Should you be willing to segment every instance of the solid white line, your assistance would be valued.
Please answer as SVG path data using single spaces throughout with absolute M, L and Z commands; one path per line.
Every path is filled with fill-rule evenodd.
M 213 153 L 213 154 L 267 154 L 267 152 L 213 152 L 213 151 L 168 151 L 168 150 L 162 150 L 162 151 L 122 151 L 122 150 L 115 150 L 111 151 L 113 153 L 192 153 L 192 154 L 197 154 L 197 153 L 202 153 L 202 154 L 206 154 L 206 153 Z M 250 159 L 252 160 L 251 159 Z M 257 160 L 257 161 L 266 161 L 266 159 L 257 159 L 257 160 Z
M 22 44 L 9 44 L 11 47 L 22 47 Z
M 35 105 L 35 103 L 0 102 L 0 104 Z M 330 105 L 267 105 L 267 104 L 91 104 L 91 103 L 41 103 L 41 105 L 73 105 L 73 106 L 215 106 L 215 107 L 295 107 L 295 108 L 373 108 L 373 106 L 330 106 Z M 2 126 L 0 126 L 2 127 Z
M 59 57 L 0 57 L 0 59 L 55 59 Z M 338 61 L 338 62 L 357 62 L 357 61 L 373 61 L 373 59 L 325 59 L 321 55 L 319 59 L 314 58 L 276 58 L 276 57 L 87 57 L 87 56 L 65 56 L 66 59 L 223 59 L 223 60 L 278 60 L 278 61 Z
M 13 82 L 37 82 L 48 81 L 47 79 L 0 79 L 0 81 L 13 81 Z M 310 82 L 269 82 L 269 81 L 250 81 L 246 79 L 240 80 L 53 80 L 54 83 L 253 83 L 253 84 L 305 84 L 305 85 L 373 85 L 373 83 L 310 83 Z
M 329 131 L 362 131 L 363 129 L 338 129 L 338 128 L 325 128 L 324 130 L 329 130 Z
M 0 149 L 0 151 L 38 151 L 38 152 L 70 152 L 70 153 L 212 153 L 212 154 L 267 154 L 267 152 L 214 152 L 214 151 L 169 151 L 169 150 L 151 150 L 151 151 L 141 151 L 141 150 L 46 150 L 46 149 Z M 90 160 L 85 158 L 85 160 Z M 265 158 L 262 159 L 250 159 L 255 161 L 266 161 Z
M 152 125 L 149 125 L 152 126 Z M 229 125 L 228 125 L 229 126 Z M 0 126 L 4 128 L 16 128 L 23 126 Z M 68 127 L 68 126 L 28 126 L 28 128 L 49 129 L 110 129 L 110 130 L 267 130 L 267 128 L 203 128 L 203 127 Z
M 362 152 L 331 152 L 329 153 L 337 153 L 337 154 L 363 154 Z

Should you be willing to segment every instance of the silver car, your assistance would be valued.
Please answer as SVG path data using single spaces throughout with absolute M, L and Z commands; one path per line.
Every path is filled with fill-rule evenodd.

[OBJECTIVE]:
Render every row above as a Markdown table with two columns: No., holding each row's sequence number, and Text, holding the row itself. Omit blank rows.

[TASK ANSWER]:
| No. | Text |
|---|---|
| 1 | Should you be willing to segment every instance of the solid white line, your assistance would be valued. |
| 2 | Please answer as SVG path data using single spaces throughout with absolute M, L and Z commands; one path per line. |
| 3 | Every path is filled with fill-rule evenodd. |
| 4 | M 213 153 L 213 154 L 267 154 L 267 152 L 213 152 L 213 151 L 168 151 L 168 150 L 162 150 L 162 151 L 122 151 L 122 150 L 115 150 L 111 151 L 113 153 L 192 153 L 192 154 L 197 154 L 197 153 L 202 153 L 202 154 L 206 154 L 206 153 Z M 250 159 L 252 160 L 251 159 Z M 257 160 L 257 161 L 266 161 L 266 159 L 257 159 L 257 160 Z |
| 5 | M 22 44 L 9 44 L 11 47 L 22 47 Z |
| 6 | M 35 105 L 35 103 L 0 102 L 0 104 Z M 330 105 L 267 105 L 267 104 L 91 104 L 91 103 L 41 103 L 41 105 L 73 105 L 73 106 L 215 106 L 215 107 L 295 107 L 295 108 L 373 108 L 373 106 L 330 106 Z M 2 126 L 0 126 L 2 127 Z |
| 7 | M 59 57 L 0 57 L 0 59 L 55 59 Z M 338 61 L 338 62 L 357 62 L 357 61 L 373 61 L 373 59 L 325 59 L 321 55 L 319 59 L 314 58 L 276 58 L 276 57 L 87 57 L 87 56 L 65 56 L 66 59 L 223 59 L 223 60 L 278 60 L 278 61 Z |
| 8 | M 13 82 L 37 82 L 48 81 L 47 79 L 0 79 L 0 81 L 13 81 Z M 310 82 L 269 82 L 269 81 L 250 81 L 246 79 L 240 80 L 53 80 L 54 83 L 253 83 L 253 84 L 305 84 L 305 85 L 373 85 L 373 83 L 310 83 Z |
| 9 | M 329 131 L 362 131 L 363 129 L 338 129 L 338 128 L 325 128 L 324 130 L 329 130 Z |
| 10 | M 0 149 L 0 151 L 38 151 L 38 152 L 70 152 L 70 153 L 212 153 L 212 154 L 267 154 L 267 152 L 214 152 L 214 151 L 169 151 L 169 150 L 151 150 L 151 151 L 141 151 L 141 150 L 46 150 L 46 149 Z M 90 160 L 85 158 L 85 160 Z M 265 158 L 262 159 L 250 159 L 255 161 L 266 161 Z |
| 11 | M 152 125 L 149 125 L 152 126 Z M 229 125 L 228 125 L 229 126 Z M 0 126 L 4 128 L 16 128 L 23 126 Z M 68 127 L 68 126 L 28 126 L 28 128 L 49 129 L 110 129 L 110 130 L 267 130 L 267 128 L 203 128 L 203 127 Z |
| 12 | M 362 152 L 331 152 L 329 153 L 337 153 L 337 154 L 363 154 Z |
| 13 | Should you be willing to segment every instance of the silver car, your assistance would be valued. |
| 14 | Please answer as SVG path data using single spaces throughout with absolute M, L and Z commands; one path per line. |
| 15 | Every path is filled with fill-rule evenodd. |